> **EXERCISE**:
The exercise calls for a faithful copy of all the data.
Content starts
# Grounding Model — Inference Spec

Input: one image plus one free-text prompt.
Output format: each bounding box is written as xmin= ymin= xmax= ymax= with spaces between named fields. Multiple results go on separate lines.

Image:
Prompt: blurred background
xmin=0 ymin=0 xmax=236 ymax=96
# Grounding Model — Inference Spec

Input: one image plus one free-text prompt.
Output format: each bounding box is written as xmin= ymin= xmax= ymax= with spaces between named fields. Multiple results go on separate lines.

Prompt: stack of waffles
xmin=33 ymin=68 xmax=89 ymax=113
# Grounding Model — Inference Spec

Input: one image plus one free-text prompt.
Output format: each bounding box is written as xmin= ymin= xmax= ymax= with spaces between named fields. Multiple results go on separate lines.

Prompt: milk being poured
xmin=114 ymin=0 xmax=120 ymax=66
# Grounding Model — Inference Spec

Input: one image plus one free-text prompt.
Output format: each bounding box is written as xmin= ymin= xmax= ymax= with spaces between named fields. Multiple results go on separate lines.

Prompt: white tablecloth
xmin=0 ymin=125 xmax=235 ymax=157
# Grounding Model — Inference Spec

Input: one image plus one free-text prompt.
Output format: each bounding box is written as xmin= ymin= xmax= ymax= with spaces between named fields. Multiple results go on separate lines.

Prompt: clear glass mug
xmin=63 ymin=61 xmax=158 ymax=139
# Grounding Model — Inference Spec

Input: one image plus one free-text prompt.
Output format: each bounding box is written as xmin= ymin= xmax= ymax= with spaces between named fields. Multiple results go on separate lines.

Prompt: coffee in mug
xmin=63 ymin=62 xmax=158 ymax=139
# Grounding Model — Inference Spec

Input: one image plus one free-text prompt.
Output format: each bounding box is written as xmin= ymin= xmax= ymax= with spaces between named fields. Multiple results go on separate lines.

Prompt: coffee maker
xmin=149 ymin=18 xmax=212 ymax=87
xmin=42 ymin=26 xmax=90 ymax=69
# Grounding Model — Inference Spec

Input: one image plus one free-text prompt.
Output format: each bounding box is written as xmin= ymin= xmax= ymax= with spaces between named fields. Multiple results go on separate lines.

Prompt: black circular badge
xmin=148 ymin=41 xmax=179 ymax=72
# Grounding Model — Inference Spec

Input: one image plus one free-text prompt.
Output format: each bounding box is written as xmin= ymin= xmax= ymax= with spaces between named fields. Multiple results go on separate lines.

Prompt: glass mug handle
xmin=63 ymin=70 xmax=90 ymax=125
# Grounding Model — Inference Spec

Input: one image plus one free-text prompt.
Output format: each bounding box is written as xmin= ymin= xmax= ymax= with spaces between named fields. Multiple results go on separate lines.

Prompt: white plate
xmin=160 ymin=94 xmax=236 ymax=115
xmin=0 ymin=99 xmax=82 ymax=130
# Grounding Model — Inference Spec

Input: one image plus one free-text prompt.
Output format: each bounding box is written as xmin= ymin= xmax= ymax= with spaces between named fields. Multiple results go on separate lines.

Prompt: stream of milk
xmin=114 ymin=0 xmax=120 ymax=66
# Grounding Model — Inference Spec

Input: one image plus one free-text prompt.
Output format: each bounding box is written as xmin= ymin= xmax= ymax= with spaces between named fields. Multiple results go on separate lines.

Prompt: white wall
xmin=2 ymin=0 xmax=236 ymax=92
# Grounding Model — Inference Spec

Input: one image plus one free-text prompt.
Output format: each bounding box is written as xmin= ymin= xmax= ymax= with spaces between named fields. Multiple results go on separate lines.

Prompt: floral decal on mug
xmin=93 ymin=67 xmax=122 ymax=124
Content ends
> **EXERCISE SOLUTION**:
# Grounding Model — Inference Spec

Input: one image plus one free-text prompt.
Output format: each bounding box is written as xmin= ymin= xmax= ymax= with spaces between named fields. Multiple results go on separate lines.

Image:
Prompt: blurred background
xmin=0 ymin=0 xmax=236 ymax=96
# Grounding Model — Inference Spec

Input: one image plus one free-text prompt.
Output format: each bounding box is written as xmin= ymin= xmax= ymax= with spaces between named fields. Multiple results go on separate lines.

Prompt: stack of waffles
xmin=33 ymin=68 xmax=89 ymax=113
# Grounding Model — Inference Spec

Input: one image plus one free-text prompt.
Output format: each bounding box is written as xmin= ymin= xmax= ymax= with spaces between named fields. Multiple results go on separate lines.

Prompt: milk being poured
xmin=114 ymin=0 xmax=120 ymax=66
# Grounding Model — Inference Spec

Input: one image plus one free-text prompt.
Output format: each bounding box is written as xmin= ymin= xmax= ymax= with spaces between named fields. Multiple results go on separate lines.

Prompt: white tablecloth
xmin=0 ymin=125 xmax=235 ymax=157
# Grounding Model — Inference Spec

Input: one image plus one free-text prompt.
Output format: each bounding box is written as xmin= ymin= xmax= ymax= with spaces between named fields. Multiple results go on separate lines.

Prompt: clear glass mug
xmin=63 ymin=61 xmax=158 ymax=139
# Grounding Model — Inference Spec

Input: one image plus one free-text prompt.
Output format: each bounding box is written as xmin= ymin= xmax= ymax= with spaces between named fields. Multiple results go on separate lines.

Prompt: coffee in mug
xmin=63 ymin=62 xmax=158 ymax=139
# Grounding Model — Inference Spec

Input: one image plus one free-text prompt.
Output format: each bounding box is written as xmin= ymin= xmax= ymax= with spaces between named fields. Multiple results go on separate lines.

Prompt: coffee maker
xmin=149 ymin=18 xmax=212 ymax=87
xmin=42 ymin=26 xmax=90 ymax=69
# Grounding Model — Inference Spec

Input: one image plus one free-text prompt.
Output format: each bounding box is written as xmin= ymin= xmax= ymax= with spaces between named fields. Multiple results go on separate lines.

Prompt: black circular badge
xmin=148 ymin=41 xmax=179 ymax=72
# Grounding Model — Inference Spec

Input: one image plus one free-text prompt.
Output format: each bounding box is written as xmin= ymin= xmax= ymax= with spaces between named fields. Multiple results go on separate lines.

Prompt: glass mug handle
xmin=63 ymin=70 xmax=90 ymax=125
# Grounding Model — Inference Spec

Input: one image plus one free-text prompt.
Output format: each bounding box is written as xmin= ymin= xmax= ymax= with spaces between named fields. Multiple results go on separate lines.

Prompt: white plate
xmin=160 ymin=94 xmax=236 ymax=115
xmin=0 ymin=99 xmax=82 ymax=130
# Grounding Model — Inference Spec

Input: one image plus one free-text prompt.
Output format: each bounding box is written as xmin= ymin= xmax= ymax= with spaces between named fields. Multiple results go on separate lines.

Prompt: stream of milk
xmin=114 ymin=0 xmax=120 ymax=66
# Grounding Model — Inference Spec

Input: one image plus one free-text prompt.
Output format: each bounding box is written as xmin= ymin= xmax= ymax= with spaces between named fields. Multiple results go on separate lines.

Prompt: white wall
xmin=2 ymin=0 xmax=236 ymax=92
# Grounding Model — Inference Spec

Input: one image plus one free-text prompt.
Output format: each bounding box is written as xmin= ymin= xmax= ymax= with spaces between named fields. Multiple results go on separate lines.

Prompt: floral decal on mug
xmin=93 ymin=67 xmax=122 ymax=124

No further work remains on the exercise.